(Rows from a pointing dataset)
╭──

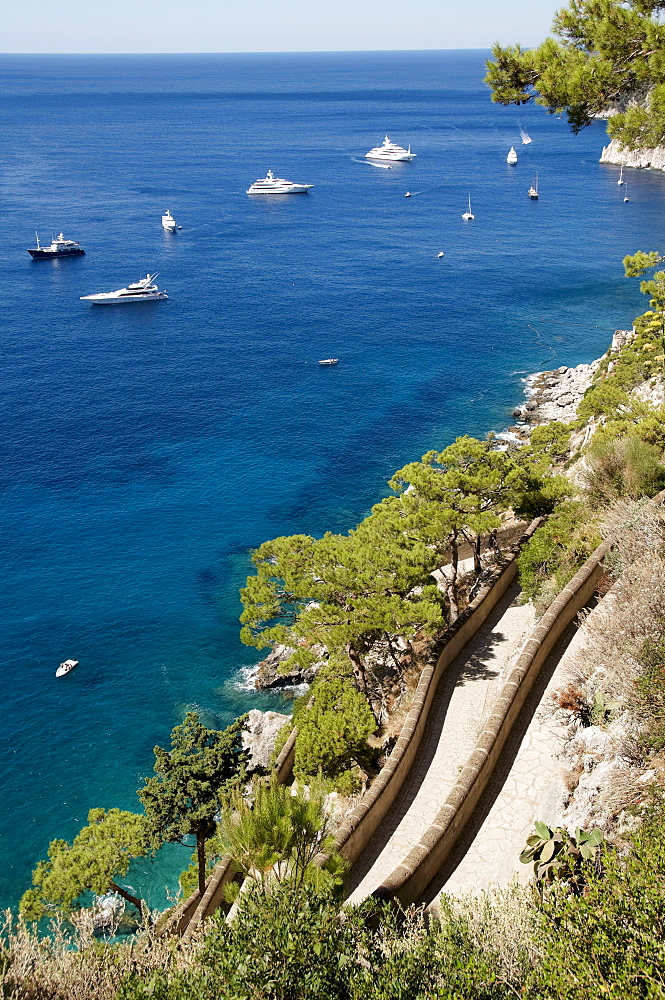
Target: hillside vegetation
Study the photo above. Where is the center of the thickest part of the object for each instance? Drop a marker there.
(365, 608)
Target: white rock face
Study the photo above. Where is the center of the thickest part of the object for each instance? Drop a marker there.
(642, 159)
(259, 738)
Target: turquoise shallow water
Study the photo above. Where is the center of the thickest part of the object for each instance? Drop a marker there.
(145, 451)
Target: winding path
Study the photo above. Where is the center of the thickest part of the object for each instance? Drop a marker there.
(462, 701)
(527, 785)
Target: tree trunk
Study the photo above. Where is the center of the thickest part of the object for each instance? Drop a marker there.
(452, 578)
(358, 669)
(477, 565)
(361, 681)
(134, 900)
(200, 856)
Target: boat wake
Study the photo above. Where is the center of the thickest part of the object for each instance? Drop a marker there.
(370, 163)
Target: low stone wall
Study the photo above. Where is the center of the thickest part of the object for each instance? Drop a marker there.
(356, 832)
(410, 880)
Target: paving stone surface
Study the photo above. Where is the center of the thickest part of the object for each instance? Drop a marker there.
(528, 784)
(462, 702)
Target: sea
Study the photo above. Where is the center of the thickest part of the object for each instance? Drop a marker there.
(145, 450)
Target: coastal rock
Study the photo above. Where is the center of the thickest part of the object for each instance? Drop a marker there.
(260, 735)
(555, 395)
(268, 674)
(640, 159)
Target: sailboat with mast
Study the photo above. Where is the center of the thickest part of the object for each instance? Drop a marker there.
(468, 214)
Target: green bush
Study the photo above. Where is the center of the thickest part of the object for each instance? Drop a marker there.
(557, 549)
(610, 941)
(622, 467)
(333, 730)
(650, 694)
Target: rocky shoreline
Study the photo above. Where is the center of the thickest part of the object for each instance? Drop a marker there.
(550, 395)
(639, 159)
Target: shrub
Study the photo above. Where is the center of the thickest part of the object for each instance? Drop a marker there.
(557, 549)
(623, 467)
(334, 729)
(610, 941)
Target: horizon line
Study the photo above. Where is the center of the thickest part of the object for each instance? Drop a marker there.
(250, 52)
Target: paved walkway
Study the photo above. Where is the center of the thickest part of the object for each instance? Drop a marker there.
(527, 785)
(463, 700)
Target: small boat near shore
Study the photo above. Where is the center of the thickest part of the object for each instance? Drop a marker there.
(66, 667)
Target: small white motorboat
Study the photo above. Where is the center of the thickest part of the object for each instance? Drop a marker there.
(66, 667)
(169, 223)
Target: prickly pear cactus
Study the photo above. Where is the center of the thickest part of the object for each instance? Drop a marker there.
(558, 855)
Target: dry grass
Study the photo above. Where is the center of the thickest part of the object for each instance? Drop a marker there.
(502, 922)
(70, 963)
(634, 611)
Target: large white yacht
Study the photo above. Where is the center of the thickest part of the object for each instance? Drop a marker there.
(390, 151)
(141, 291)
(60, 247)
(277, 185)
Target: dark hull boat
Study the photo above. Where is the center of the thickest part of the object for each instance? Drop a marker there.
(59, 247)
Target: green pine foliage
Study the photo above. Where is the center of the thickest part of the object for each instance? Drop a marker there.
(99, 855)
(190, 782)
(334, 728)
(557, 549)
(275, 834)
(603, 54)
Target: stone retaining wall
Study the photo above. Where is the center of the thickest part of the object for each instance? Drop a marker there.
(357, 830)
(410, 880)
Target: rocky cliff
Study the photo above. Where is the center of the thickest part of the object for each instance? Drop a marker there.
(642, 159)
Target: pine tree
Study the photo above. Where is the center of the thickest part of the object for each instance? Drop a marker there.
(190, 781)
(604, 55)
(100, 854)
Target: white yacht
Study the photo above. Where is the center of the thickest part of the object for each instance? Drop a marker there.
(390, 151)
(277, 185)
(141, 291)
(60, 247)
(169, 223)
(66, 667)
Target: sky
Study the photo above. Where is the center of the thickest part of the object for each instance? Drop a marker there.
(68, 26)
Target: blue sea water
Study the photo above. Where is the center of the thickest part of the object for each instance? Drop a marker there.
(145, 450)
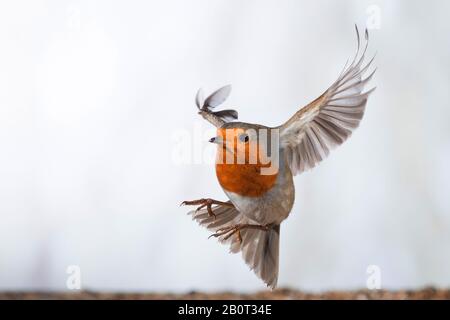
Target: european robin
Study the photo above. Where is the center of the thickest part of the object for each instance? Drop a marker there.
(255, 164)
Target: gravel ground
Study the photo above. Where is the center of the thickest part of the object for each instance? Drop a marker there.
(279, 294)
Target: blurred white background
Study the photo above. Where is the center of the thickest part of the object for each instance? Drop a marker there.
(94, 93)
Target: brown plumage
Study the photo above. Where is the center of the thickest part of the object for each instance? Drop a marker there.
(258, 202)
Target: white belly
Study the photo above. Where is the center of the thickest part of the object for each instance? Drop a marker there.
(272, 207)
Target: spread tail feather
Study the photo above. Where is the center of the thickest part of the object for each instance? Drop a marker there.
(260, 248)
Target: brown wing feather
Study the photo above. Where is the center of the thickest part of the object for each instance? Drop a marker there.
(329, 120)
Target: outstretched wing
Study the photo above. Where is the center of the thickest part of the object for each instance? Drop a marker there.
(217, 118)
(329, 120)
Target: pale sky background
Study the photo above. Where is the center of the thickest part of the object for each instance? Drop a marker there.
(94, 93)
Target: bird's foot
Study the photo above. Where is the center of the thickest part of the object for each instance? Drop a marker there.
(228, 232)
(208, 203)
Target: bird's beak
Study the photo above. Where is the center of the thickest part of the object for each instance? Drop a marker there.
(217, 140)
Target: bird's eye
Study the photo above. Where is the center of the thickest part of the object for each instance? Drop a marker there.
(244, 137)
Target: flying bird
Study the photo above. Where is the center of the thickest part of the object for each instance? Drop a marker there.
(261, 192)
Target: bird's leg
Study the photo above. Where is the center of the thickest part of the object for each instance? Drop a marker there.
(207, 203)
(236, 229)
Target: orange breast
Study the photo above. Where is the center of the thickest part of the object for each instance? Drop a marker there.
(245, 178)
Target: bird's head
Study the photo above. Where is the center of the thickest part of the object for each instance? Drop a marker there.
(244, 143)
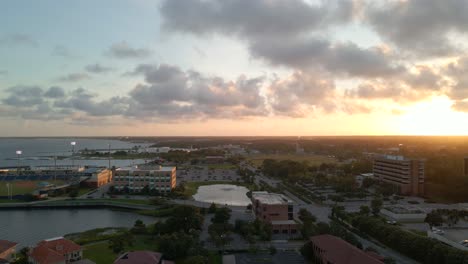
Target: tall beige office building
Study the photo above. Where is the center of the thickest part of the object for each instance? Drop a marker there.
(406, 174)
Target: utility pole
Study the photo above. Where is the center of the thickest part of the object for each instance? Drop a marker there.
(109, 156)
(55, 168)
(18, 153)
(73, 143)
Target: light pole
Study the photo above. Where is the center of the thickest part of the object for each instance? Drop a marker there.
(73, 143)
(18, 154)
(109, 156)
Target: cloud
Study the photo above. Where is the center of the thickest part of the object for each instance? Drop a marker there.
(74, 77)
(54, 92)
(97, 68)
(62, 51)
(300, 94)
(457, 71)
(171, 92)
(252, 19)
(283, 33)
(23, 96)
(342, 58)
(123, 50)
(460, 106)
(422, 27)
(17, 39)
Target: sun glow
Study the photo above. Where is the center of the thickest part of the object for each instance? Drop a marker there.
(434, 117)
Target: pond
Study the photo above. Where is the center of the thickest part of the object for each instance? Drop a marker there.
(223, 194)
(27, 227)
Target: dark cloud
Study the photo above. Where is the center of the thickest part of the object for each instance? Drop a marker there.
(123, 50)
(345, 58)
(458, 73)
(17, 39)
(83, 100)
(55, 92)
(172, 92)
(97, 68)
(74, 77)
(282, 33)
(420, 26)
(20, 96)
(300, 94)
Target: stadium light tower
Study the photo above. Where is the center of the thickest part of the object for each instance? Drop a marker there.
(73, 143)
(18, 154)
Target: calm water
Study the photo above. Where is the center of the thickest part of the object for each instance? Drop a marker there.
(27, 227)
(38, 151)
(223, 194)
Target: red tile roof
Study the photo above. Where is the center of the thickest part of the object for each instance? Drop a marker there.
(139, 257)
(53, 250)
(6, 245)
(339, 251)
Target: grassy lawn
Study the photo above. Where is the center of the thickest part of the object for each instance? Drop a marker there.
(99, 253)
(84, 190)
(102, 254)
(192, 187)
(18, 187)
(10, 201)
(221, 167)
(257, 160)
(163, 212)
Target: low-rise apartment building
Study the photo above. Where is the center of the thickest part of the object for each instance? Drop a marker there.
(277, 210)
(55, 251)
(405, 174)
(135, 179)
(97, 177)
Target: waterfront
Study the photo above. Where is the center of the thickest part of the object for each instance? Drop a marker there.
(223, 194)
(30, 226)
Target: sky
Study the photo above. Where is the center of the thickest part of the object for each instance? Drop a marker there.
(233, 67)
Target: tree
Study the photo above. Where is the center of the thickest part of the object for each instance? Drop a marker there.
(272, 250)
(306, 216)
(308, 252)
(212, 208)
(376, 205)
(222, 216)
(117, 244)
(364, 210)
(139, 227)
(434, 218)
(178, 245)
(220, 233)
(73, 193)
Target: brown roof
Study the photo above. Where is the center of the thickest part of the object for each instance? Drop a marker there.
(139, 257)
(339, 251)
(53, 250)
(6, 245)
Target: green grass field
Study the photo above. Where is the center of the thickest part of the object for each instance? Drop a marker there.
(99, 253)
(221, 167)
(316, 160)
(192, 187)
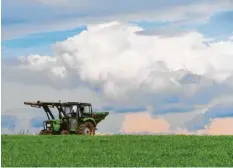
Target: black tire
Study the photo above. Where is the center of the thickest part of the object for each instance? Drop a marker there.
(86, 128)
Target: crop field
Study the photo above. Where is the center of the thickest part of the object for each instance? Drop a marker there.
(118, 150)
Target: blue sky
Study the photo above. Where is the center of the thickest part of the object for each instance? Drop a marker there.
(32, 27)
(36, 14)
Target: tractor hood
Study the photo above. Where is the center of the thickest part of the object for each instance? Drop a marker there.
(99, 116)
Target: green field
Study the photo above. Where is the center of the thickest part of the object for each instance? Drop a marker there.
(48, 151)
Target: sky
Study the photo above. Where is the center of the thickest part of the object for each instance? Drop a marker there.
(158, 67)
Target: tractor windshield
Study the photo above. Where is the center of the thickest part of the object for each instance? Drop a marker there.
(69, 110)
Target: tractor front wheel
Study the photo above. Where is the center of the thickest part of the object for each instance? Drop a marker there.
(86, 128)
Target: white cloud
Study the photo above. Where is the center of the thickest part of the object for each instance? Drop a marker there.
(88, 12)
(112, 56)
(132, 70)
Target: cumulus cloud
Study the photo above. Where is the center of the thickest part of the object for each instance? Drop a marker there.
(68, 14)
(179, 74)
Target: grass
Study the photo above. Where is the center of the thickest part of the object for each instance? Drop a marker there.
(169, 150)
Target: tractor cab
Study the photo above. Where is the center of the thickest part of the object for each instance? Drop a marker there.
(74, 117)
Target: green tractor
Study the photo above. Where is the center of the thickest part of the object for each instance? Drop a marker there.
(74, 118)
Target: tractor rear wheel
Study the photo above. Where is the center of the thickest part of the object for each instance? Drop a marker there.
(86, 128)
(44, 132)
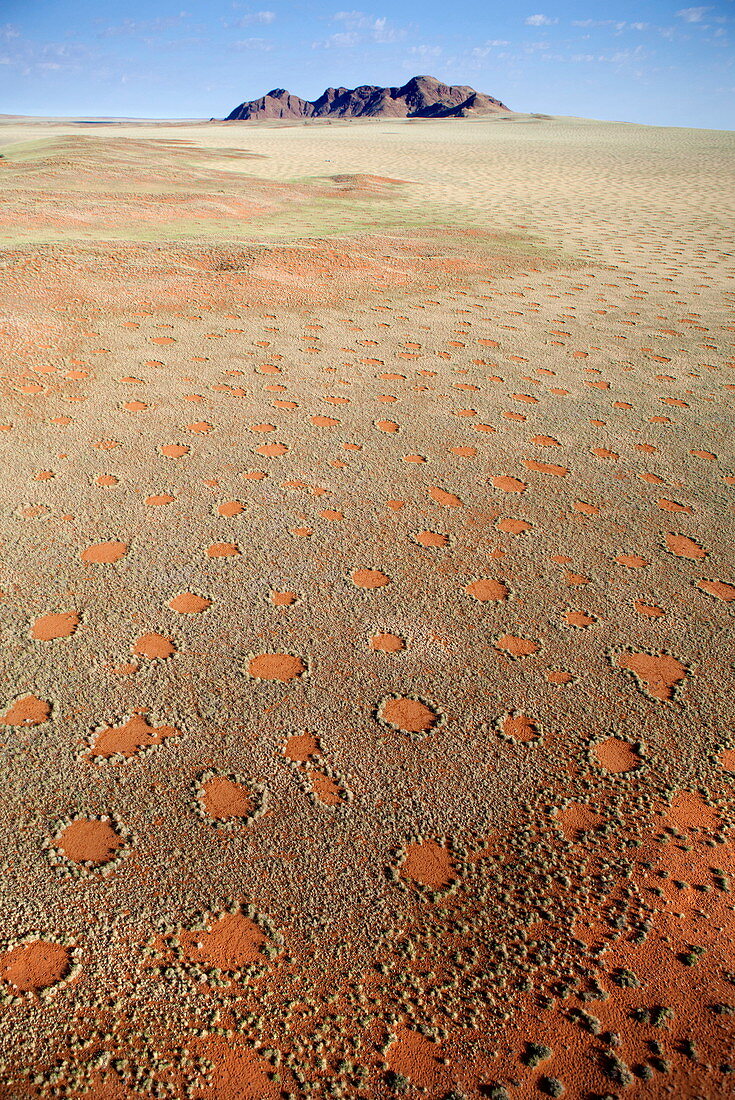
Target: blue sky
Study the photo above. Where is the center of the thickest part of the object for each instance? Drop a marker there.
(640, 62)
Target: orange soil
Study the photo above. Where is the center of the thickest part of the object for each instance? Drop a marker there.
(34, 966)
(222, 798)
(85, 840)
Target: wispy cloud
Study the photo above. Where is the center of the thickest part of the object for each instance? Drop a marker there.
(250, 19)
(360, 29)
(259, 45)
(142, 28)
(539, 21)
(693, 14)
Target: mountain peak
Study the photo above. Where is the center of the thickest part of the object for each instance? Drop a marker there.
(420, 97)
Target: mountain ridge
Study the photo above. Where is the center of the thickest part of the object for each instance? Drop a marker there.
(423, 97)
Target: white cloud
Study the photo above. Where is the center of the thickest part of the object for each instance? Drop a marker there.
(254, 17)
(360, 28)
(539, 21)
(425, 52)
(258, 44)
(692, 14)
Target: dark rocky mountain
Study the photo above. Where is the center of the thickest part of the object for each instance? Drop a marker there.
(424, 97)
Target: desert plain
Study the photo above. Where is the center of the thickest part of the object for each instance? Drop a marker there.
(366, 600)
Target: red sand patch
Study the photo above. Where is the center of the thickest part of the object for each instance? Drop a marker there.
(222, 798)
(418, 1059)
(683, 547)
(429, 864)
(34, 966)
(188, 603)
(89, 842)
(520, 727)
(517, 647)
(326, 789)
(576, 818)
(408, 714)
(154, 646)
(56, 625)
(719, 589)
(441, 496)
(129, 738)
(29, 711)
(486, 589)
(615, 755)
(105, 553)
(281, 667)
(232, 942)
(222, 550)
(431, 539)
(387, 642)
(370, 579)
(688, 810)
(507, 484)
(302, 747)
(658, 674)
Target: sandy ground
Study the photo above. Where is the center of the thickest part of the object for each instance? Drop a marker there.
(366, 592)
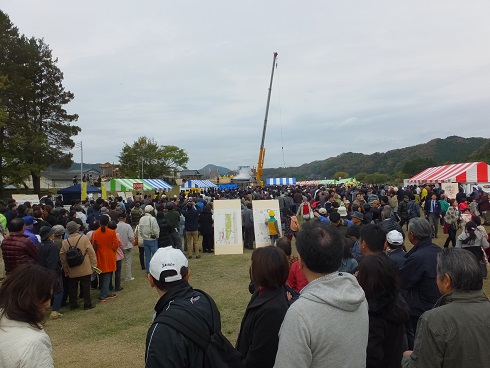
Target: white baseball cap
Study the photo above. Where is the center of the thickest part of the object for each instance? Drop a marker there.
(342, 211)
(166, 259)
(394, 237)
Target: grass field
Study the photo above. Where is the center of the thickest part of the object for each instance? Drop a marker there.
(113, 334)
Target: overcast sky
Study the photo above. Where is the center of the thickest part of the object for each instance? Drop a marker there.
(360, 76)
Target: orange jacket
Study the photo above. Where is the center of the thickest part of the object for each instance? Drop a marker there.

╰──

▸ Exercise
Can you retype the rows above word for word, from the line holding "Target: grass field" through the end of the rows, both ends included?

▸ Result below
Target: grass field
Study the photo above. Where is the center of the thickest part of the object for each instance? Drop a marker there.
(113, 334)
Target: overcast sky
Study the photo above. Where is the center of the thickest part of the object for each instance? Drop a marker there.
(360, 76)
Target: orange jacket
Study the photo above. Where is the center of the thickest part of the object for each instance? Drop a marker there.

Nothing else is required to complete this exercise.